**INSTRUCTIONS**
1. In the family history below, which town did Evelyn and Henry move to after leaving Eastbourne?
2. Please write out the stretch of the family history below from "He lived on" through "trophies for this.".
--- Begin PASSAGE GIVEN ---
When Henry Woodall was a young man, the First World War happened, and he was a Conscientious Objector. Instead of joining in with the fighting, he decided to do something to help make things better, so he joined with other Quakers who were organising an ambulance service to rescue injured soldiers from the battlefields. He had to be very brave to do this, because it was very dangerous to go onto battlefields where there were lots of bullets and bombs. He probably spent more time in those dangerous places than a lot of the soldiers did, so he was quite lucky to come out of it alive.

He was given some medals later on for what he did with the Quakers’ ambulance service. (Your Dad has got these medals now – ask him to show you). Another interesting thing happened because of this later on, after the war was over: one of the men he had worked with in the ambulance service had a father who was called Ramsay MacDonald. About six years after the war ended, Ramsay MacDonald became Prime Minister (he was the first ever Labour Prime Minister), so Granddad’s father got to go to a party at number 10 Downing Street for all the people who had worked on the ambulance service.

He lived on for another 40 years after the end of the First World War. As well as being a tailor, and carrying on being a Quaker, he was very good at playing bowls. He won a lot of cups and trophies for this.

He was married to…

Evelyn Avis (later Evelyn Woodall): Granddad’s mother

I don’t know much about her early life or her parents. I think her family didn’t have very much money. She was quite clever but she had to leave school quite young to get a job and start earning money. She started work as an apprentice tailor in the Woodall family’s business, and this is how she met Henry, who later on became her husband. I don’t know whether her family were Quakers or whether she became a Quaker after meeting him, but anyway she was one for all the rest of her life.

She and Henry set up a tailoring business together in Eastbourne. They lived in a tall house. The ground floor was the shop, where customers would come to be measured and to choose the materials for their clothes. At the back, behind the shop, was the workroom where they would cut out the clothes and sew them together. Upstairs were the living rooms and bedrooms.

Henry was a very skilled tailor but he didn’t have the ability to manage a business, and would not have been able to do it on his own. The business worked well because both of them worked at it together. A woman came in to help in the house and look after the children so that Evelyn had time to work at the tailoring business. (I suppose the proper word for a woman who does that sort of job is a “servant”, but I think that gives the wrong impression because they weren’t the kind of rich people who you think of as having servants – they just needed somebody to help out because of the business).

The Second World War caused a big change in their lives. They were too old to need to worry about being involved in the war itself (only young adults get told to join armies and navies etc usually, and by this time they were middle-aged, not young any more), but the war still caused them big problems. Because Eastbourne is on the south coast, German bombers would fly over on the way to London, so lots of their customers moved away and went to live in places they thought were safer. Now there were not enough people left in Eastbourne who wanted to pay to have their clothes made, so the tailoring business stopped making enough money to pay for the family to live. Evelyn and Henry therefore had to move.

They decided to go and start again in a town called Abergavenny in South Wales. It must have been difficult for them, starting up their business all over again in a new place where nobody knew them. I don’t know why they chose Abergavenny. There were very few Quakers there, and most of the other people were Welsh. They must have felt very left out to begin with. But eventually it worked out alright, and they found enough people who wanted to pay to have clothes made. They also found a house that was arranged in the same way as the house in Eastbourne had been, with a shop and a workroom on the ground floor, and the living rooms upstairs, and they stayed there all the rest of their lives.
--- End PASSAGE GIVEN ---
--- Begin MATERIAL SUPPLIED ---
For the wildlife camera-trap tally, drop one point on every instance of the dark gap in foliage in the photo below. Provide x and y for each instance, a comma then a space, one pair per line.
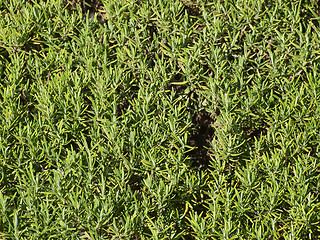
193, 9
90, 7
200, 139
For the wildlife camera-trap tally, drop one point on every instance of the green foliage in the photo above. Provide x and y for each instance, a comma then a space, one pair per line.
159, 119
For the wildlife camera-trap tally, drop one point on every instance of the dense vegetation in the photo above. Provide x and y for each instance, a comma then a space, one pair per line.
159, 119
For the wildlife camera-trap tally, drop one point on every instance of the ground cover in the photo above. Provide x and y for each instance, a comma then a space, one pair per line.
159, 119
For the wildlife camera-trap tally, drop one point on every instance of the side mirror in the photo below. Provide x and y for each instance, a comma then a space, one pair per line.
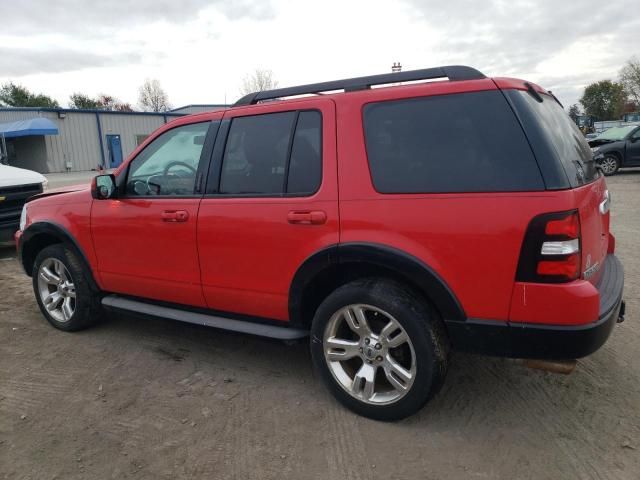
103, 187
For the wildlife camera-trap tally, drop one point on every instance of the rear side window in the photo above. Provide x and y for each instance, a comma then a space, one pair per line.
273, 154
305, 170
561, 134
469, 142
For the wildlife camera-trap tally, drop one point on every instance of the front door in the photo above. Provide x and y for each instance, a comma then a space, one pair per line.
115, 150
271, 203
145, 239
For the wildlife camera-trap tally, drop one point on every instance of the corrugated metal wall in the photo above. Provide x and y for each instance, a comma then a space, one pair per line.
128, 126
78, 142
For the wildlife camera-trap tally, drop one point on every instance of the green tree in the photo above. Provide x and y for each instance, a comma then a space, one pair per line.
82, 101
630, 79
101, 102
604, 99
574, 111
12, 95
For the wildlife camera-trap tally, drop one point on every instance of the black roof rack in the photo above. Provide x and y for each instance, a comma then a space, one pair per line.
453, 72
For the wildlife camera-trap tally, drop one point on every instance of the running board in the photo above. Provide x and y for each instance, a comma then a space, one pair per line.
262, 330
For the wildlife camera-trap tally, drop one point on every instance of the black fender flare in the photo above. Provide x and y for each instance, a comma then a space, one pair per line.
51, 229
402, 264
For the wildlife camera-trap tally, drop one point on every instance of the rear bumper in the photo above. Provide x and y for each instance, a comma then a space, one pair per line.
522, 340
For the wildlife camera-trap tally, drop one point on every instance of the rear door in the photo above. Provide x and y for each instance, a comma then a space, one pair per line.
271, 202
633, 149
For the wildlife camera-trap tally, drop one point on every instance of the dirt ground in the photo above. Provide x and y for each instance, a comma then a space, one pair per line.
163, 400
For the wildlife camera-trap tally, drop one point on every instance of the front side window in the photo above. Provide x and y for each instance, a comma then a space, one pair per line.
168, 166
273, 154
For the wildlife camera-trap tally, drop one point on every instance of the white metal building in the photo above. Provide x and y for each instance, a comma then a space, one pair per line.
76, 140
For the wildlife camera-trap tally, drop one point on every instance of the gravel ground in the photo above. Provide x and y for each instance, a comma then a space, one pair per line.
156, 399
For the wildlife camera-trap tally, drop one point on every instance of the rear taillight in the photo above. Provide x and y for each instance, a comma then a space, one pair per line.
551, 249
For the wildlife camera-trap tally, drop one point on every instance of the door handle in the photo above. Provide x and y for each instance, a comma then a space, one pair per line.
317, 217
175, 216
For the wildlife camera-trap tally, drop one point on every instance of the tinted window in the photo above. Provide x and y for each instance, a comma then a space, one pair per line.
169, 164
260, 153
563, 136
255, 157
305, 169
469, 142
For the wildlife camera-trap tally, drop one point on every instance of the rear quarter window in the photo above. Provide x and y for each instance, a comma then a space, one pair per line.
559, 145
469, 142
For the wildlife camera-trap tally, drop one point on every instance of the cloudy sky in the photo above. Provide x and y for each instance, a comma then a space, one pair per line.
201, 49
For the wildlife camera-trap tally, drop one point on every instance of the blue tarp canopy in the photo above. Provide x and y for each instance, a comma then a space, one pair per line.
33, 126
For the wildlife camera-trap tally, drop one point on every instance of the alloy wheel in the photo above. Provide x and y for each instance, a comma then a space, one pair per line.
609, 165
57, 290
369, 354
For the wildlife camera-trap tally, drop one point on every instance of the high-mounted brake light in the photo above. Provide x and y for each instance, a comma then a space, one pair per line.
551, 249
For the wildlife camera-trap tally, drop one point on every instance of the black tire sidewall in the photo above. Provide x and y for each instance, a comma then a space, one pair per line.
427, 337
86, 309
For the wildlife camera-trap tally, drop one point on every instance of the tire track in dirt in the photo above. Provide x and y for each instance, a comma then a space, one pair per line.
346, 456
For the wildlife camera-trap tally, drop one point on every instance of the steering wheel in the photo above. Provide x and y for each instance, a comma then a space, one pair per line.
181, 164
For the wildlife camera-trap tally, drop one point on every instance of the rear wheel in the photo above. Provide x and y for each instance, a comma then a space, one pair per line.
63, 291
379, 348
610, 165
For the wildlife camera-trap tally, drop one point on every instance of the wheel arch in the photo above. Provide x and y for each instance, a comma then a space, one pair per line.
337, 265
40, 235
614, 153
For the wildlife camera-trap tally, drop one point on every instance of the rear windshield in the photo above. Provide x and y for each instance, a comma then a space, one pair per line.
616, 133
468, 142
567, 142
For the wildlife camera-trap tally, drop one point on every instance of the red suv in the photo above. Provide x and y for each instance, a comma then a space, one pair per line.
390, 225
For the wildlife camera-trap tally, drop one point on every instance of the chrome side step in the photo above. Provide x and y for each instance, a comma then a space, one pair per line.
--- End MATERIAL SUPPLIED ---
**ANSWER LIST**
1. Abergavenny, in South Wales.

2.
He lived on for another 40 years after the end of the First World War. As well as being a tailor, and carrying on being a Quaker, he was very good at playing bowls. He won a lot of cups and trophies for this.